= YOUR GOAL =
Could you output each line below exactly as it appears, excluding any pictures?

○ ○ ○

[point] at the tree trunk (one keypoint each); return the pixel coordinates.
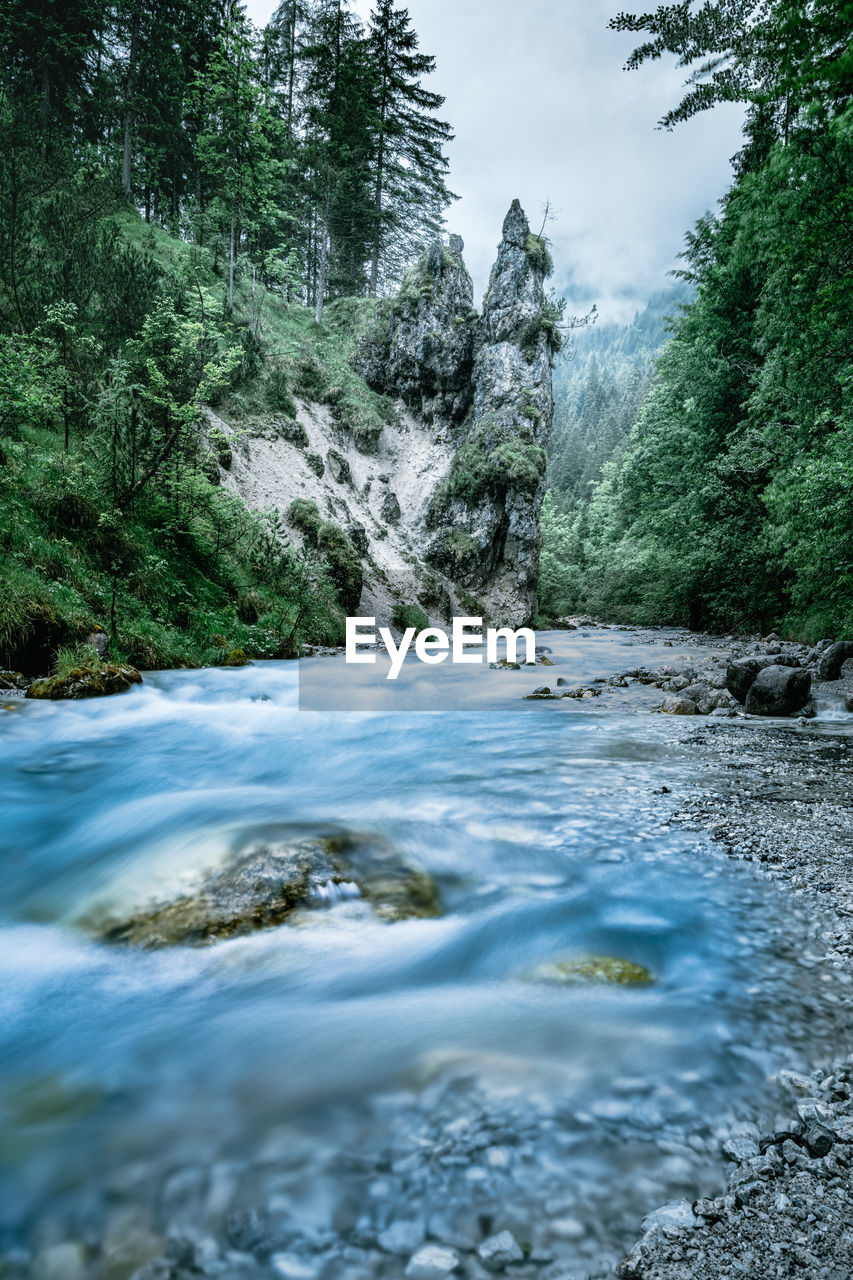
(381, 178)
(129, 95)
(231, 266)
(324, 255)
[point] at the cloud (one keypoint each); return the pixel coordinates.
(543, 110)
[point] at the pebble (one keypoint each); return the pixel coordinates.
(500, 1251)
(432, 1262)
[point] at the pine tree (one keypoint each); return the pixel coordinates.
(409, 188)
(336, 133)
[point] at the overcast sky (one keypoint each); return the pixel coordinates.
(543, 110)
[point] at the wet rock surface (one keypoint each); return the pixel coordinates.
(86, 682)
(263, 887)
(442, 1168)
(779, 799)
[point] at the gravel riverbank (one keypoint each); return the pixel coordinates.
(779, 798)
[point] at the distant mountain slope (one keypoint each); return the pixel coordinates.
(597, 393)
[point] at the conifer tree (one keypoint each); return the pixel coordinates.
(410, 168)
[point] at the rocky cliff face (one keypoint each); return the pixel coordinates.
(486, 383)
(437, 504)
(424, 344)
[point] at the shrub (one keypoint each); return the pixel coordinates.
(538, 256)
(496, 457)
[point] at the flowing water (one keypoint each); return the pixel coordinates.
(318, 1097)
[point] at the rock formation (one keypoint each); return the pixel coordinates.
(487, 383)
(438, 496)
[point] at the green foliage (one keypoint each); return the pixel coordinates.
(729, 504)
(538, 254)
(334, 547)
(497, 457)
(72, 658)
(547, 323)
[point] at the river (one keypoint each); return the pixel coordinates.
(315, 1100)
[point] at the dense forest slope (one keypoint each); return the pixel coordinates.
(243, 388)
(729, 504)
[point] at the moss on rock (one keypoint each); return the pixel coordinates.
(605, 969)
(86, 682)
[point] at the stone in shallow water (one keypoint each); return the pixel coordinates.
(291, 1266)
(64, 1261)
(264, 886)
(500, 1251)
(592, 969)
(85, 682)
(432, 1262)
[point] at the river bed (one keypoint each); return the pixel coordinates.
(320, 1098)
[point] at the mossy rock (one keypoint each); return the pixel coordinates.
(86, 682)
(597, 969)
(265, 886)
(13, 680)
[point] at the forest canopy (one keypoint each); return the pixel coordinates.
(183, 204)
(728, 506)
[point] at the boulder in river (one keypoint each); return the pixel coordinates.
(261, 887)
(834, 658)
(779, 691)
(14, 680)
(742, 672)
(605, 969)
(86, 682)
(678, 705)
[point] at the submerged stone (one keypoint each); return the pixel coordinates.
(609, 969)
(268, 883)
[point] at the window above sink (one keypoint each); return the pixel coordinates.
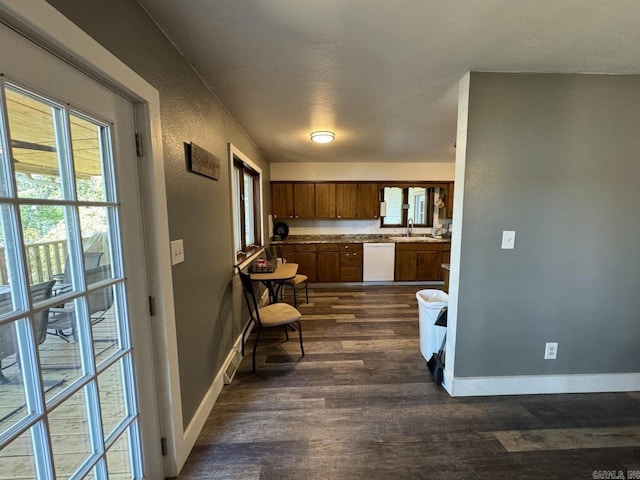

○ ○ ○

= RESPONSE BOX =
[point] at the tree trunk (one keypoint each); return the pixel coordinates.
(381, 178)
(129, 95)
(231, 266)
(324, 255)
[point] at the cloud (one keypoint each); return the pixel coordinates.
(543, 110)
[point] at the pebble (one keypoint each); return the pixel coordinates.
(500, 1251)
(432, 1262)
[point] at the pine tree (one keypoint each); return the pixel coordinates.
(409, 188)
(336, 133)
[point] at the overcast sky (one keypoint each); return the pixel coordinates.
(543, 110)
[point] at the wet rock surface (one keypoint each); return the pixel coordinates.
(86, 682)
(263, 887)
(442, 1168)
(779, 799)
[point] at the gravel riverbank (one keypoint each); return the pixel coordinates.
(779, 798)
[point] at the distant mountain slope (one keypoint each); return the pixel coordinates.
(597, 393)
[point] at the conifer tree (one keypoint each); return the pixel coordinates.
(410, 168)
[point] at the rocky cliff face (one keypoint each); return the pixel coordinates.
(486, 383)
(437, 504)
(424, 344)
[point] at the shrub (one keypoint each); return the pixel coordinates.
(538, 256)
(496, 457)
[point] at the flowing water (one keypoint each); return the pixel coordinates.
(318, 1097)
[point] at the rock formation (one keypoint each); return the pixel coordinates.
(487, 383)
(438, 496)
[point] at the green foliage (one keypoint each); return the pixel coordinates.
(729, 504)
(538, 254)
(334, 547)
(497, 457)
(72, 658)
(547, 323)
[point] at the river (one keypoint each); return the pixel coordinates.
(315, 1100)
[point] at the dense forest slope (one keypoint each); return the pixel coordinates.
(243, 388)
(729, 504)
[point] at the moss on rock (one keypoint each); return the pixel coordinates.
(605, 969)
(86, 682)
[point] at the stone in shallow water (one keypoint each); return the pixel coordinates.
(291, 1266)
(64, 1261)
(264, 886)
(500, 1251)
(592, 969)
(85, 682)
(432, 1262)
[point] at the river bed (one keypoint each); return the pixel coordinates.
(320, 1098)
[point] at the mossy rock (one keypoint each); return the pixel coordinates.
(86, 682)
(597, 969)
(265, 886)
(13, 680)
[point] at the forest canopy (one keypoint each); return the pixel coordinates.
(183, 204)
(728, 506)
[point] at the boulder in river (one keypoint each); return the pixel coordinates.
(261, 887)
(834, 658)
(779, 691)
(14, 680)
(742, 672)
(605, 969)
(86, 682)
(678, 705)
[point] at the submerged stone (one keypoint each); return the pixel coordinates.
(609, 969)
(268, 883)
[point] at the window above sink (one keypoint each); return the pixel coordinates.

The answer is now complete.